Exercise objective: Down to the last line, repeat the entries exactly and drop any image.

Source data:
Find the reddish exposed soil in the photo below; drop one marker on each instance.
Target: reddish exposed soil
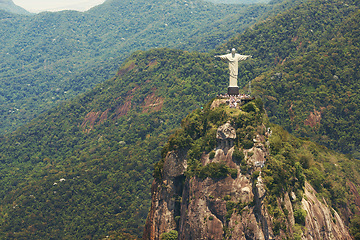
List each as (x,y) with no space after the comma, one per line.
(152,103)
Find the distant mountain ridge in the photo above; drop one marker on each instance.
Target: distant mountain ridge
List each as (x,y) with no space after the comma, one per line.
(10,6)
(51,57)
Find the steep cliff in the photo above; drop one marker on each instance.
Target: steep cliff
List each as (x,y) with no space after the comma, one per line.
(220,178)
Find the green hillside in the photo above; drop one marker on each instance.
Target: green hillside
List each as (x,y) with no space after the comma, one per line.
(50,57)
(84,168)
(312,87)
(104,143)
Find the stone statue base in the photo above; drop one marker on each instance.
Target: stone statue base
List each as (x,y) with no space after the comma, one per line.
(233,91)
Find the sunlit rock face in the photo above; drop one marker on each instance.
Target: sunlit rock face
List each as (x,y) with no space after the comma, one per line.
(233,206)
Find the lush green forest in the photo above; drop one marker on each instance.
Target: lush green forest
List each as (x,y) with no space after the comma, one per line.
(312,87)
(51,57)
(104,144)
(83,169)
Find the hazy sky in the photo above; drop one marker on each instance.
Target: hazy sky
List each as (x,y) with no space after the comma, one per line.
(57,5)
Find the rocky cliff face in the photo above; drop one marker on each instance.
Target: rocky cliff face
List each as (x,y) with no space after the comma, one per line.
(233,206)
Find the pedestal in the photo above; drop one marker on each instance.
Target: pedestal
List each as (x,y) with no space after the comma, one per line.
(233,90)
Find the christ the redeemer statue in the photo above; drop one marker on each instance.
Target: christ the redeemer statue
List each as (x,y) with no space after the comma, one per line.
(233,58)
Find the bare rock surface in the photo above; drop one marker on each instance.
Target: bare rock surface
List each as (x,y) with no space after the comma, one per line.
(233,207)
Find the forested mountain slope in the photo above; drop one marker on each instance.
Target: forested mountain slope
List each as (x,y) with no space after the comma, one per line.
(312,88)
(83,169)
(49,57)
(104,144)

Response area:
Find the reddish exposed soil in the photo below; drop one marker on each instance.
Target: reddish exposed soil
List each as (x,y) with no space after the comma, one per line.
(152,103)
Find the distant mountain ridge in the photo above; drop one marker on each instance.
Target: distant mountain ridge
List each as (x,y) with no space after the comma, one per line.
(10,6)
(51,57)
Find the steep cliff in the photo above; drop one marker on each instance.
Target: steep cliff
List each as (x,y) with no space after the comma, one per line.
(220,178)
Find the green hillside in the photo above; drop one marker on each instance.
Target: green hillside
List each as (x,y) with no space after the comma, one per line.
(50,57)
(84,168)
(312,87)
(104,143)
Find the stone statue base in the photo above; drop one marker on each instance.
Target: stone statue base
List each as (x,y) with no space after the comma, one per line.
(233,91)
Find the sunlit rock face in the photo above; drop one marker on each instance.
Target: sunlit rock face
List each as (x,y) with no space after the comma, one per line.
(233,206)
Find the lush green forest in the photo above; drop one marker on each instance.
Target: lush green forest
List each as (x,y) with no space after the comma, one per line.
(312,87)
(51,57)
(104,144)
(83,169)
Find the hazy sky in the photo above; drop one marker on each instance.
Target: hazy sky
List each as (x,y) with no space after the comma, one per line.
(57,5)
Find the rocky cliff face in the photo above; drop one marker on each instance.
Target: rocky cliff face
List each as (x,y) with no space after the comma, one per line.
(233,206)
Find the pedestal in the photo above; drop one marker on each instance.
Target: pedestal
List each as (x,y) with no space after the comma, one per line.
(233,90)
Find the christ the redeemer statue in the photo above; drop one marker on each instance.
Target: christ the redeemer statue
List each as (x,y) with no space after the comma, one per line.
(233,58)
Find the bare rock surface in the photo above; drop one marker on each instance.
Target: bare rock surface
List each as (x,y) with no space after the comma, one per line.
(233,207)
Find the forested mountain slope in the photo above; drop one marker on each instance.
Target: forested mountain slope
List each as (x,y) with no space after the comma, one per line.
(312,88)
(83,169)
(49,57)
(104,144)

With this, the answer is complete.